BRANO:
+++

Tutto ciò trova, in parte, una giustificazione semplice della consuetudine che vede che i lidi del viale Kennedy, a Catania, riaprire proprio negli ultimi giorni del mese mariano, a ridosso con l’inizio di giugno: un momento di stasi, strano nel profondo. Non è ancora estate, no: non è più primavera, però. Fa caldo, il sole “picchia”: ed è per questo che, al Massimino, quel giorno il campo è “fluo”. E a dimostrazione di ciò, nel prepartita i quasi trentamila presenti (registrati in numero inferiore, per i limiti imposti dalla struttura, più che altro) trovano sollievo nel getto degli idranti, direzionati verso le tribune. Gli altri, a casa, si rinfrescano come meglio possono.

In spiaggia, però, non c’è nessuno. Deserti i lidi: Gionatha sa esattamente dove guardare, al quarto d’ora di quel pomeriggio, mentre la divisa di Stefano Farina disturba, riflettendo i raggi solari, l’obiettivo delle telecamere. Allarga le braccia al suo ventitreesimo goal stagionale in Serie B: non aveva mai fatto così bene. Ha scelto di farlo nella stagione giusta, siglando il suo record di marcature in un campionato nell’unico modo possibile: portando in vantaggio il Catania contro l’AlbinoLeffe, nel giorno più atteso.

+++

ISTRUZIONI DELL'ESERCIZIO:
Queste affermazioni concordano con il brano sulla partita tra Catania e AlbinoLeffe? Per ognuna rispondi sì o no e cita testualmente le parole del brano che lo stabiliscono.
1. I lidi del viale Kennedy riaprono negli ultimi giorni del mese mariano.
2. Contro l'AlbinoLeffe Gionatha segna il suo ventesimo goal stagionale in Serie B.
3. Nel prepartita gli idranti vengono rivolti verso le tribune.
Il materiale riportato più avanti proviene da una fonte diversa.

MATERIALE FORNITO:
+++

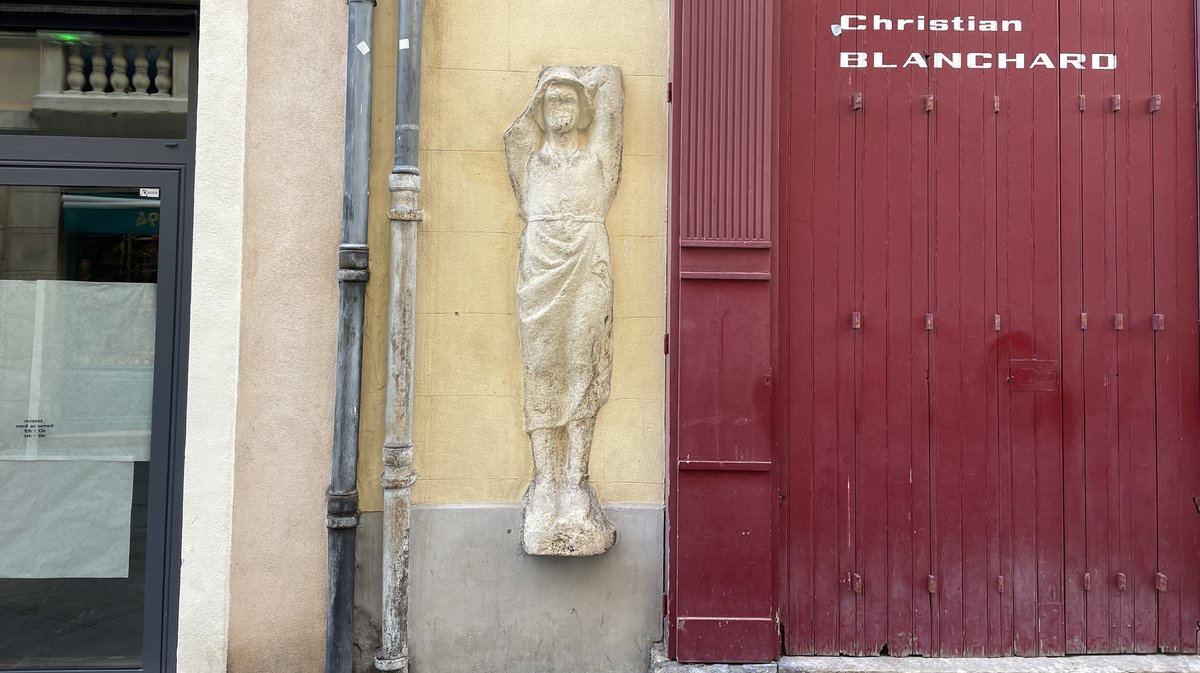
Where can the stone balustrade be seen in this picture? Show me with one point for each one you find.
(114, 76)
(117, 68)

+++

RISPOSTA:
1. Sì: "riaprire proprio negli ultimi giorni del mese mariano".
2. No: "Allarga le braccia al suo ventitreesimo goal stagionale in Serie B".
3. Sì: "trovano sollievo nel getto degli idranti, direzionati verso le tribune".